AIM OF THE EXERCISE ▸ Give the listing below as a Markdown table with the columns Row and Listing line, numbering each line and skipping blank ones. Leave the pictures out of the table.

-- START --

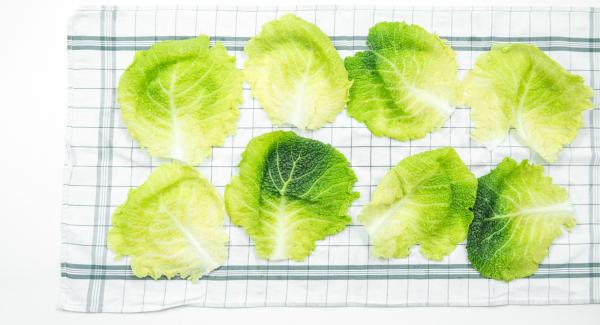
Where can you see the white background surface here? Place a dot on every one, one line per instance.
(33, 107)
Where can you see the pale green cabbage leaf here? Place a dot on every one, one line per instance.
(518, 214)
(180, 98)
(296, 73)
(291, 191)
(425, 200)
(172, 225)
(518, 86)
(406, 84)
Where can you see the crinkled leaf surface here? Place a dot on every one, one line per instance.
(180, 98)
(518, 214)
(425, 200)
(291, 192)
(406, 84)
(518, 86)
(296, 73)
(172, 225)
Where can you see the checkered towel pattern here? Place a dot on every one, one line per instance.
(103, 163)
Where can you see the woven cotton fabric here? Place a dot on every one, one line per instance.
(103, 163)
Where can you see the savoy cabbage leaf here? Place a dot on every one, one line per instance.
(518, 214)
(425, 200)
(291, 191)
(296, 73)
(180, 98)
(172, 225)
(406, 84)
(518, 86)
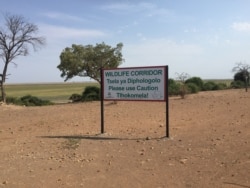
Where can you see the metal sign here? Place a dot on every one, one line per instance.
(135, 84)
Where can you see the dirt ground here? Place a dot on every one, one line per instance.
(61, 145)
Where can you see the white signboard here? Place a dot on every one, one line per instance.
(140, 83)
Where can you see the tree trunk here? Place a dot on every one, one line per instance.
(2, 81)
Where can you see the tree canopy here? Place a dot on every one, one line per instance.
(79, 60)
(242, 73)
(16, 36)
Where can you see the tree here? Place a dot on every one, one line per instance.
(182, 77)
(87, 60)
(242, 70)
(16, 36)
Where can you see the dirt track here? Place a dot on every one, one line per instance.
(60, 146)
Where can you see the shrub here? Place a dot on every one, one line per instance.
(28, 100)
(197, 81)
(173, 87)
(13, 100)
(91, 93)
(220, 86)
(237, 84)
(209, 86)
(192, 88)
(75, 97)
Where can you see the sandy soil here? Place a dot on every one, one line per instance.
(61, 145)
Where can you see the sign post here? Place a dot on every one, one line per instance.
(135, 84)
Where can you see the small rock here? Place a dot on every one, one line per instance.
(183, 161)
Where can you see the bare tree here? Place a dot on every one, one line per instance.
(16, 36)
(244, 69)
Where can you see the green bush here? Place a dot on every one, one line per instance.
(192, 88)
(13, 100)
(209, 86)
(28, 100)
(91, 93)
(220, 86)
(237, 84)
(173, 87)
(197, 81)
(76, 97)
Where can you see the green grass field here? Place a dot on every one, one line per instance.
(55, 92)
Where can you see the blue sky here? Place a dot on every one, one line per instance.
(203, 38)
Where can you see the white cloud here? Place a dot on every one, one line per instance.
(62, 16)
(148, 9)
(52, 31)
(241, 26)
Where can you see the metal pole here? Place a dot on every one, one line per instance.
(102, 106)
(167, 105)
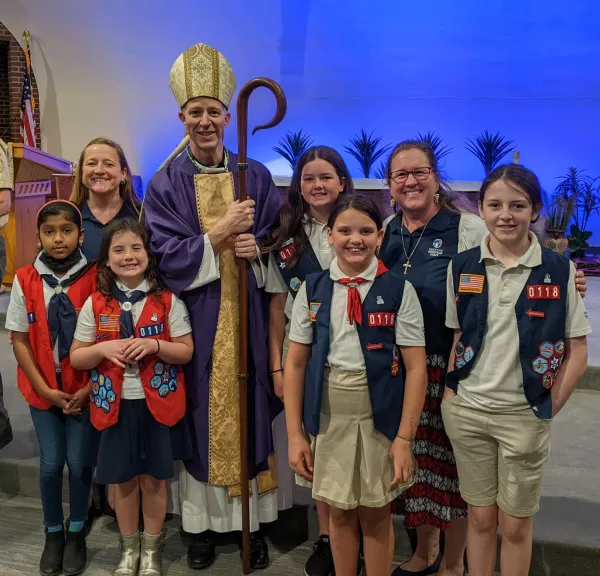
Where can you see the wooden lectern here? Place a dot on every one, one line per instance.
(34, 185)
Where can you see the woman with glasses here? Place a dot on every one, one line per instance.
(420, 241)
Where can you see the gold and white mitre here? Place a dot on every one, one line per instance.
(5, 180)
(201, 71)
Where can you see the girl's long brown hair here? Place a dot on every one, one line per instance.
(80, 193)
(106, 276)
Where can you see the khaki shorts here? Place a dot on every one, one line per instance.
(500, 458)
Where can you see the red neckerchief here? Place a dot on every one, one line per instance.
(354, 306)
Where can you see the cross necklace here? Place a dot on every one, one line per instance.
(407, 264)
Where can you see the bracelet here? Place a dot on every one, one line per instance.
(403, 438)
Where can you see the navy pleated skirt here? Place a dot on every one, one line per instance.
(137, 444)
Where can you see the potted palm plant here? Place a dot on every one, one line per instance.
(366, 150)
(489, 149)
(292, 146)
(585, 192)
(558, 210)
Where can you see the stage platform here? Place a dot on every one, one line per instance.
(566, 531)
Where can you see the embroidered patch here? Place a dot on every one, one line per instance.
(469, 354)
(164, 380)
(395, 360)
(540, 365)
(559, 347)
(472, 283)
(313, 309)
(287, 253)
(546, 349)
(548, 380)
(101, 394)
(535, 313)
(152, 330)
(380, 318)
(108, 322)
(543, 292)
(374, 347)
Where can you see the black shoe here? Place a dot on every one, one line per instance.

-- END --

RESULT OF THIS TASK ▸
| Row | Listing line |
|---|---|
| 1 | Where can you see the white background surface here? Place a dot on every one, one line per instance. |
| 2 | (33, 107) |
| 3 | Where can you see the pale green cabbage leaf here? Place a dot on every one, one line per instance. |
| 4 | (518, 214) |
| 5 | (180, 98) |
| 6 | (296, 73) |
| 7 | (291, 191) |
| 8 | (425, 200) |
| 9 | (172, 225) |
| 10 | (518, 86) |
| 11 | (406, 84) |
| 12 | Where can you see the crinkled leaf surface here? Place a dot on every one, one line per instance. |
| 13 | (180, 98) |
| 14 | (518, 214) |
| 15 | (425, 200) |
| 16 | (291, 192) |
| 17 | (406, 84) |
| 18 | (518, 86) |
| 19 | (296, 73) |
| 20 | (172, 225) |
| 21 | Where can you see the checkered towel pattern here? Place a dot on every one, one line per instance. |
| 22 | (103, 163) |
| 23 | Where can you see the woven cotton fabric here? Place a dot on every one, one line per instance. |
| 24 | (103, 163) |
| 25 | Where can you see the savoy cabbage leaf here? Place a dot on every one, one line per instance. |
| 26 | (518, 214) |
| 27 | (425, 200) |
| 28 | (291, 191) |
| 29 | (296, 73) |
| 30 | (180, 98) |
| 31 | (172, 225) |
| 32 | (406, 84) |
| 33 | (518, 86) |
| 34 | Where can you see the metal sign here? Place a dot on every one, one line per instance. |
| 35 | (135, 84) |
| 36 | Where can you see the dirt ground here? Place a dot on every one, one line per instance. |
| 37 | (61, 145) |
| 38 | Where can you see the white signboard here? Place a dot on every one, one line per instance. |
| 39 | (140, 83) |
| 40 | Where can you see the tree trunk here? Place a dot on every one, one line per instance. |
| 41 | (2, 81) |
| 42 | Where can you see the tree canopy here? Place a dot on every one, one line per instance. |
| 43 | (79, 60) |
| 44 | (242, 73) |
| 45 | (16, 36) |
| 46 | Where can you see the tree here? Place a dot on every one, one line per instance. |
| 47 | (182, 77) |
| 48 | (87, 60) |
| 49 | (242, 70) |
| 50 | (16, 36) |
| 51 | Where can you see the dirt track here? Place a dot on every one, one line per instance. |
| 52 | (60, 146) |
| 53 | Where can you see the shrub here? Place a dot on every one, one line per instance. |
| 54 | (28, 100) |
| 55 | (197, 81) |
| 56 | (173, 87) |
| 57 | (13, 100) |
| 58 | (91, 93) |
| 59 | (220, 86) |
| 60 | (237, 84) |
| 61 | (209, 86) |
| 62 | (192, 88) |
| 63 | (75, 97) |
| 64 | Where can you see the sandy soil here? Place a dot on every one, one line per instance. |
| 65 | (61, 145) |
| 66 | Where can you see the sign post here? Place a dot on every one, one line per instance. |
| 67 | (135, 84) |
| 68 | Where can you see the small rock here? Place a dot on every one, one line per instance. |
| 69 | (183, 161) |
| 70 | Where can you see the bare tree here? Place a dot on every one, one line per instance. |
| 71 | (16, 36) |
| 72 | (244, 69) |
| 73 | Where can you see the green bush here? Place a dot on every one, one line per instance. |
| 74 | (192, 88) |
| 75 | (13, 100) |
| 76 | (209, 86) |
| 77 | (28, 100) |
| 78 | (91, 93) |
| 79 | (220, 86) |
| 80 | (237, 84) |
| 81 | (173, 87) |
| 82 | (197, 81) |
| 83 | (76, 97) |
| 84 | Where can you see the green grass field here? Place a dot on every one, one line per instance. |
| 85 | (55, 92) |
| 86 | Where can you see the blue sky here? Place a dot on every one, one line per instance. |
| 87 | (203, 38) |
| 88 | Where can you see the white cloud here? Place a dot on every one, one line per instance. |
| 89 | (62, 16) |
| 90 | (148, 9) |
| 91 | (52, 31) |
| 92 | (241, 26) |
| 93 | Where can you see the metal pole here? Place a dot on every one, one line per instance. |
| 94 | (102, 106) |
| 95 | (167, 105) |
| 96 | Where can you see the wooden lectern here? Place a dot on every one, one line per instance. |
| 97 | (34, 185) |
| 98 | Where can you see the woman with glasses here? Place a dot on every one, one line per instance. |
| 99 | (420, 241) |
| 100 | Where can you see the gold and white mitre here? Place a dot on every one, one line per instance. |
| 101 | (5, 180) |
| 102 | (201, 71) |
| 103 | Where can you see the girl's long brown hair here? Place a dot on every one, one line per instance. |
| 104 | (80, 193) |
| 105 | (106, 276) |
| 106 | Where can you see the khaki shorts here? Place a dot on every one, one line per instance. |
| 107 | (500, 458) |
| 108 | Where can you see the red neckerchief here? Place a dot on every one, one line per instance. |
| 109 | (354, 306) |
| 110 | Where can you see the cross necklace here? Place a dot on every one, one line per instance. |
| 111 | (407, 264) |
| 112 | Where can you see the bracelet here? Place a dot on every one, one line per instance. |
| 113 | (403, 438) |
| 114 | Where can you see the navy pleated skirt here? Place a dot on every one, one line per instance. |
| 115 | (137, 444) |
| 116 | Where can you see the potted palm plant here? Place a dot on every one, one line per instance. |
| 117 | (366, 150) |
| 118 | (489, 149) |
| 119 | (292, 146) |
| 120 | (585, 192) |
| 121 | (558, 210) |
| 122 | Where can you see the stage platform here? Place a dot on every one, one line per instance. |
| 123 | (566, 531) |
| 124 | Where can you see the embroidered patch here? Place a dot on every one, one line per instance. |
| 125 | (469, 354) |
| 126 | (164, 380) |
| 127 | (395, 360) |
| 128 | (540, 365) |
| 129 | (559, 347) |
| 130 | (472, 283) |
| 131 | (313, 309) |
| 132 | (287, 253) |
| 133 | (546, 349) |
| 134 | (548, 380) |
| 135 | (101, 394) |
| 136 | (535, 313) |
| 137 | (152, 330) |
| 138 | (380, 318) |
| 139 | (108, 322) |
| 140 | (543, 292) |
| 141 | (374, 347) |
| 142 | Where can you see the black shoe here? Place a dot on every one, one line per instance. |